Coordinate labeling data
↓↓↓
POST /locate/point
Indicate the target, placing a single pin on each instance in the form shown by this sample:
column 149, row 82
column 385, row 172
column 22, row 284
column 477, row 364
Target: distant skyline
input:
↑↑↑
## Problem to work on
Update all of the rows above, replacing "column" with "col" and leaving everything else unchanged.

## Solution for this problem
POST /locate/point
Indicate the target, placing a single pin on each instance in the form shown by this sample:
col 149, row 82
col 385, row 172
col 22, row 284
col 477, row 364
Target: distant skyline
input:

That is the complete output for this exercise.